TASK BRIEF:
Pull out every line below that contains the word "identify", and copy each one in full.
# START OF PROVIDED DATA
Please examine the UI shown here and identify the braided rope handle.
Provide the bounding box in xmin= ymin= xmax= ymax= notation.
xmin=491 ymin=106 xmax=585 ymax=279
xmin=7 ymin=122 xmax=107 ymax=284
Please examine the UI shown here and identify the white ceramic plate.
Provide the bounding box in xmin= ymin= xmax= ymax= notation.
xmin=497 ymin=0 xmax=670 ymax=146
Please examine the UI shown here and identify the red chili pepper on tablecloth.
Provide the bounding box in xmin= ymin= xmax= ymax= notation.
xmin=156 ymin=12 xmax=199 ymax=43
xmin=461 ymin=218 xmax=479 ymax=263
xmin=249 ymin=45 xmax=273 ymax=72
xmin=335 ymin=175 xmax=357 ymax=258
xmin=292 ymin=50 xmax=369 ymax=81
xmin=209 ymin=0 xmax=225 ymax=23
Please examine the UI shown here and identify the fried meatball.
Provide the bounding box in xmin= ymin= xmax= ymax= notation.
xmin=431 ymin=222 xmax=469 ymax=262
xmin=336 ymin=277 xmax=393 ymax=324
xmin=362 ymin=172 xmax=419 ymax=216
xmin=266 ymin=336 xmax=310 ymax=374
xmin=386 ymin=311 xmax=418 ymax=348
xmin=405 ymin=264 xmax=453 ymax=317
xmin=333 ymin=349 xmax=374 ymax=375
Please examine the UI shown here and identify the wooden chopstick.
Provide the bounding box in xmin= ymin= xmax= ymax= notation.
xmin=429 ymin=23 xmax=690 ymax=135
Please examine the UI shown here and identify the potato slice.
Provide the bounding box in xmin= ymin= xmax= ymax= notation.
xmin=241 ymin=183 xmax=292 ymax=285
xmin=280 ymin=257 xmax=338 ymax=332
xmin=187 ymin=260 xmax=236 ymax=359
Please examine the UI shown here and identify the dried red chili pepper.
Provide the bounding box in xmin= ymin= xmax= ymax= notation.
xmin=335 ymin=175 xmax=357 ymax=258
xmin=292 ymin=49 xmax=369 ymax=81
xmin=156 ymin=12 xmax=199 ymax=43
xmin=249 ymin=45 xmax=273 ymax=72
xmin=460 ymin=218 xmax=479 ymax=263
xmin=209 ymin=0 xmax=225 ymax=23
# END OF PROVIDED DATA
TASK RESPONSE:
Please examine the UI shown here and identify the braided rope handle.
Please examine the UI shown here and identify the white ceramic plate.
Please examine the UI shown here and identify the red chili pepper on tablecloth.
Please examine the UI shown here and identify the fried meatball.
Please examine the UI shown here and identify the wooden chopstick.
Please examine the UI shown here and identify the potato slice.
Please examine the UI shown here and identify the dried red chili pepper.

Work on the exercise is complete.